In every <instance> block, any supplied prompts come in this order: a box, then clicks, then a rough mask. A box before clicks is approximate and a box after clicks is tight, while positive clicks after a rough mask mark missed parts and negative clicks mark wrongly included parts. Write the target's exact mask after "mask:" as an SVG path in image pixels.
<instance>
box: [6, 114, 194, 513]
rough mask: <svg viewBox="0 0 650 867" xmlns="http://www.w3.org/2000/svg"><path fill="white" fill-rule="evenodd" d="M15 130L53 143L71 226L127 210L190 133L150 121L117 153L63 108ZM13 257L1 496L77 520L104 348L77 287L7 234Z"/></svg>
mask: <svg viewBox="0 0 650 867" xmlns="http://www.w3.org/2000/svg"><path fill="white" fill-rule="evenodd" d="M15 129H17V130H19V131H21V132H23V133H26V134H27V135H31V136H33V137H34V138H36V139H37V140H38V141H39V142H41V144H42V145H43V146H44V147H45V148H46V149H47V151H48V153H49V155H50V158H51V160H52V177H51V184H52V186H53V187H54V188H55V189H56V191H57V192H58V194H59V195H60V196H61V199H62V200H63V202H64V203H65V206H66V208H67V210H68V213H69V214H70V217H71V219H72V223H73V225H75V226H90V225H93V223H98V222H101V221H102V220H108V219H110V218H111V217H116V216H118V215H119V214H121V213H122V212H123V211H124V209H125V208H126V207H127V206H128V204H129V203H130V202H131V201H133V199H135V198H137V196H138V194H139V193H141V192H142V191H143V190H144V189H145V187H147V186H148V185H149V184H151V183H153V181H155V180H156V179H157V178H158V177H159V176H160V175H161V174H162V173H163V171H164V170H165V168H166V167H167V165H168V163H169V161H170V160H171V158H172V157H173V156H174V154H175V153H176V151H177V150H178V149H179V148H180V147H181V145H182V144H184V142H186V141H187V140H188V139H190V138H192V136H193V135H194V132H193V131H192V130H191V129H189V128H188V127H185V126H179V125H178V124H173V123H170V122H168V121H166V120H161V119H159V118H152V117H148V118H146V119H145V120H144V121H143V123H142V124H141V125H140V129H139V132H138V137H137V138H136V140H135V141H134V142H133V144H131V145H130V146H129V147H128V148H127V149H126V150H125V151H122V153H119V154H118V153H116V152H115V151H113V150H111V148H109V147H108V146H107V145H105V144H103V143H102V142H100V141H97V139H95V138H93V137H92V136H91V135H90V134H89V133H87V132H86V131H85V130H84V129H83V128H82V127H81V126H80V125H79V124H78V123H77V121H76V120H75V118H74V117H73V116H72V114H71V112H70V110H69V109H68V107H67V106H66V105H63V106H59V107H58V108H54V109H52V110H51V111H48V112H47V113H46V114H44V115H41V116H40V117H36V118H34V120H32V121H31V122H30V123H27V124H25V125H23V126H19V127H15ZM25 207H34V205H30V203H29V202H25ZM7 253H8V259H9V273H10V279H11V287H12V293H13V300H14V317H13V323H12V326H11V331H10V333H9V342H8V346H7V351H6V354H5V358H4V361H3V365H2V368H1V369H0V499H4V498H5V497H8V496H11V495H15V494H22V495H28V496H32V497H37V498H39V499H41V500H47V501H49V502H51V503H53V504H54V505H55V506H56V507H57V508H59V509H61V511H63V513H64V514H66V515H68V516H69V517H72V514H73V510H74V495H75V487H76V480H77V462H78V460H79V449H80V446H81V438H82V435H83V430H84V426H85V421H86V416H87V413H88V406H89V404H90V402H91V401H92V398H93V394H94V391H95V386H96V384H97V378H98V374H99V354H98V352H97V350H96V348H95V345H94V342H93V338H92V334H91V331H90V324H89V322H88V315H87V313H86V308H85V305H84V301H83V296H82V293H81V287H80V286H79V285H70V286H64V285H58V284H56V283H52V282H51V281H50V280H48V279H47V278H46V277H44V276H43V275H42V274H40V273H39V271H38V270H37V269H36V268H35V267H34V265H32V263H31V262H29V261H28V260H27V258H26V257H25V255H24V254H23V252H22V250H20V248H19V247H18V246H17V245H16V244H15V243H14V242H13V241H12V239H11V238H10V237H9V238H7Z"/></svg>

--

TASK DIRECTIONS:
When a line in the data above contains the string "instance", copy that line.

SOLVED PROBLEM:
In every <instance> block, any supplied prompts come in this order: a box, then clicks, then a rough mask. A box before clicks is approximate and a box after clicks is tight, while positive clicks after a rough mask mark missed parts and negative clicks mark wrongly included parts. Write the target's exact mask after "mask:" as an SVG path in image pixels.
<instance>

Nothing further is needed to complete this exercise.